**Selection:**
A quick detour to my soapbox. There are, of course, a lot of valid criticisms of Los Angeles and California. I’m curious and preemptively angry and frustrated with all the information that we will learn in the next few weeks about how these fires were started and everything the city and state did wrong. In a brief scan of my usual news outlets by the end of the morning, it became clear that Wednesday had become a field day for all the mediocre bloggers pretending to be journalists whose entire personality is “own the libs,” who saw the reports of civilians losing their homes and going out of their way to say, “But the looting.” I will have plenty of time to field questions like this in the next few weeks from family who mean well and family who don’t mean well. The clutch-my-pearls content mill must churn on, as they say. And this kind of reporting can be done well and should be done; I enjoyed Matt Stieb’s quick interview with Char Miller to talk about the history of wildfires across LA County, everything the city did wrong and are doing wrong, and how LA and its citizens can do better going forward, including actively not building real estate deep into fire zones. And yes, the reports of looting were not great—and not what I was most concerned about.
In these early moments, I had no desire to entertain anyone sharing news of these fires with glee, as if the lifelong Angelenos who lost their homes—homes that many of these Angelenos were only able to afford because they were passed down within their family for generations and who were not rich celebrities who could escape to their second or third home—had it coming. There’s a difference between those who lost a lot and those who lost everything. This past week, the latter outgrew the former. To these too-online hacks, all Angelenos are the same. I would say “fuck those people” but that would imply these people matter.
I get on my soapbox briefly because 1) this is my friendly warning to anyone I’m about to talk to in the next few weeks or months that, though of course you have the right to feel how you feel, I don’t have the energy to debate Los Angeles fire or water policies or politics with anyone who doesn’t live in Los Angeles or California. And 2) at this point throughout last Wednesday, all these feelings were rushing in and out and in again throughout my mind … because all this danger was so close to me, but not immediate. Again, LA is a strange sprawl; what looks like a neighboring community is still several dozens of miles away. I was stuck in this weird twilight zone of worry, in which I had all this time to think about how I was going to talk about these fires in the next few weeks instead of worrying about my physical safety. I was close enough to be a part of history and to be its witness but far away enough to pontificate one’s circumstance.
Then Wednesday evening came.
I was about to cook dinner. I went into my bedroom to grab my phone and respond to another friend’s text when outside my window, I noticed a flickering, orange-like light up in the hills. At first, I thought it was some kind of spotlight. The light was too large. It conveyed such a strange color that it could not come from any residential home. I kept looking. The spotlight’s shape started to morph, like a blob. It started to move. It started to move in different directions, like a child pulling apart some Play-Doh. Gushes of orange suddenly shot out from the center. Each gush expanded the size of the blob, which was now moving downhill. Quite quickly, too. It was getting larger and moving quicker.

**Written exercise a:** Write out the part of the wildfire essay starting with "I was about" and going on through "and moving quicker.".
The wildfire essay and the records were taken from unrelated sources.

**Excerpted records:**
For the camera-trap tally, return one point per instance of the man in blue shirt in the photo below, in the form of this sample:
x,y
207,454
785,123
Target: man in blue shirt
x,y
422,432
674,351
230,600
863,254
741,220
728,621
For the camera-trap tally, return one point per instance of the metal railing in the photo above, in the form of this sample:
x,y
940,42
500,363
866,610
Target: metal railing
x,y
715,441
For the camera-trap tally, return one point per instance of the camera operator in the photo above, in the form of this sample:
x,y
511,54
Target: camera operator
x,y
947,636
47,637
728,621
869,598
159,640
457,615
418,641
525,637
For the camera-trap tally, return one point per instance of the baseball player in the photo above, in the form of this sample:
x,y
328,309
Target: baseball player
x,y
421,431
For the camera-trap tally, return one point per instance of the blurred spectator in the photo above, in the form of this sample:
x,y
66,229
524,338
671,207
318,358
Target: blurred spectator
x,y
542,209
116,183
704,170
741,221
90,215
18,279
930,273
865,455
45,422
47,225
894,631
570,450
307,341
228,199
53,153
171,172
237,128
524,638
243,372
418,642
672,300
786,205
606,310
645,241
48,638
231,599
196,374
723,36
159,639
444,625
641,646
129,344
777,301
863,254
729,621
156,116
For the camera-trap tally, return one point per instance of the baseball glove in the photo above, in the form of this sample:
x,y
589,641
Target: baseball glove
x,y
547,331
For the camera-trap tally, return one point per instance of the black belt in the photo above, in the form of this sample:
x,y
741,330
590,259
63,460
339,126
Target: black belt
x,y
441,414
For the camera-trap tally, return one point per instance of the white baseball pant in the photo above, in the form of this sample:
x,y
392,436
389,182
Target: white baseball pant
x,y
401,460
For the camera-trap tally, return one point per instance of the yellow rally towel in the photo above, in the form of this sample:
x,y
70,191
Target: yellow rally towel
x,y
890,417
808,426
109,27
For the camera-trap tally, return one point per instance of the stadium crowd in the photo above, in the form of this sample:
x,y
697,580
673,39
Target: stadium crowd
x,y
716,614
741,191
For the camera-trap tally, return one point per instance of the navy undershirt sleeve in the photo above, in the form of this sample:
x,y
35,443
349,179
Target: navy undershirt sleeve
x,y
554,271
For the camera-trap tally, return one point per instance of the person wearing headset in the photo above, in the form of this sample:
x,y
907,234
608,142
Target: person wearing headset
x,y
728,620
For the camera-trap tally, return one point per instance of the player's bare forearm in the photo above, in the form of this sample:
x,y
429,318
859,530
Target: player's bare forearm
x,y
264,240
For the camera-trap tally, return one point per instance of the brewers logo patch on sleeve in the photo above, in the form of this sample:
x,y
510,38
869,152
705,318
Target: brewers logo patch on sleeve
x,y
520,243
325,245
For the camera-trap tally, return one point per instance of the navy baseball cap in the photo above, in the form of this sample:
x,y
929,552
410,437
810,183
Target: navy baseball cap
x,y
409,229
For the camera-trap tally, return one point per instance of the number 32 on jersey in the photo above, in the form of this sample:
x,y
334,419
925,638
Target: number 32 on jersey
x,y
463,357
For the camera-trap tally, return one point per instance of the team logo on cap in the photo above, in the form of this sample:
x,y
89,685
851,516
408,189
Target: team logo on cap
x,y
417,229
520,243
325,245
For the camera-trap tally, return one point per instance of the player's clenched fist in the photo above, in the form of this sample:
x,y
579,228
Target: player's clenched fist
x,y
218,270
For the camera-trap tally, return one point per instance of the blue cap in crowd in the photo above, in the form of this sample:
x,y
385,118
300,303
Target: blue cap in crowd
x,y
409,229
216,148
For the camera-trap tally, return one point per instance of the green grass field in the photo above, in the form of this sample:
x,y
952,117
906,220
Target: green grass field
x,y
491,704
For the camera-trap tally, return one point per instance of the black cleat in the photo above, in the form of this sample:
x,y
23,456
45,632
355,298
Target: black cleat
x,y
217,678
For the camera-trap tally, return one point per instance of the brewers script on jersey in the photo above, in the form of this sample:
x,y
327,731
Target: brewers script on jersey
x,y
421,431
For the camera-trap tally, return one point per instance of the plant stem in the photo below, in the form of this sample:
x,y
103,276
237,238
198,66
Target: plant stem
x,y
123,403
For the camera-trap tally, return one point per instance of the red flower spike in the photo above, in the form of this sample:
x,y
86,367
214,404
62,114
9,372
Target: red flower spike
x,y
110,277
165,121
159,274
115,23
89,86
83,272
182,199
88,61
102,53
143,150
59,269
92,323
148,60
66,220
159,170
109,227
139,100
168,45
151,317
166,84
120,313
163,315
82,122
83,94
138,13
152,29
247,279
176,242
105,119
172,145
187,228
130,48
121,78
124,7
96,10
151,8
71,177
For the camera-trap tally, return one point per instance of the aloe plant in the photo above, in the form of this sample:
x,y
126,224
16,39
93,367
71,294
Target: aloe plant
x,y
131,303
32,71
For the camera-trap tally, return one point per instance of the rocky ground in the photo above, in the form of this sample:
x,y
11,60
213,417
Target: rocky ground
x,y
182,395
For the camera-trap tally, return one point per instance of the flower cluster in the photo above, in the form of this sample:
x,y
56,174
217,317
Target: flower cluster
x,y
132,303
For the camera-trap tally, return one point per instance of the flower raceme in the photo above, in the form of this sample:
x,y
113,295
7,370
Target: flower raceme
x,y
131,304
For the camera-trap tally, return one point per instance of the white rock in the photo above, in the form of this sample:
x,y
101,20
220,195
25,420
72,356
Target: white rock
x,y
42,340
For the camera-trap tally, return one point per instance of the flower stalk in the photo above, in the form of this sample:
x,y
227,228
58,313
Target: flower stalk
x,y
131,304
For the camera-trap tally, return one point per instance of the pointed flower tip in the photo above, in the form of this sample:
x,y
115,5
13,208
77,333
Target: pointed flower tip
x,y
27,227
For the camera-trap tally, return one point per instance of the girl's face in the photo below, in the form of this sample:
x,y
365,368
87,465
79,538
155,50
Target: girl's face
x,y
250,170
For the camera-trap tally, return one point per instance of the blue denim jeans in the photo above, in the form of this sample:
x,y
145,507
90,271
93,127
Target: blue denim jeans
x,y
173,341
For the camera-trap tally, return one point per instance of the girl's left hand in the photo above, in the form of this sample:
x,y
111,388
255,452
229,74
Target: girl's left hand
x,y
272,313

**Written exercise b:** Extract each line of the records that contains the string "undershirt". Case counts.

**Task result a:**
I was about to cook dinner. I went into my bedroom to grab my phone and respond to another friend’s text when outside my window, I noticed a flickering, orange-like light up in the hills. At first, I thought it was some kind of spotlight. The light was too large. It conveyed such a strange color that it could not come from any residential home. I kept looking. The spotlight’s shape started to morph, like a blob. It started to move. It started to move in different directions, like a child pulling apart some Play-Doh. Gushes of orange suddenly shot out from the center. Each gush expanded the size of the blob, which was now moving downhill. Quite quickly, too. It was getting larger and moving quicker.

**Task result b:**
For the camera-trap tally, return one point per instance of the navy undershirt sleeve in the photo above, in the form of this sample:
Target: navy undershirt sleeve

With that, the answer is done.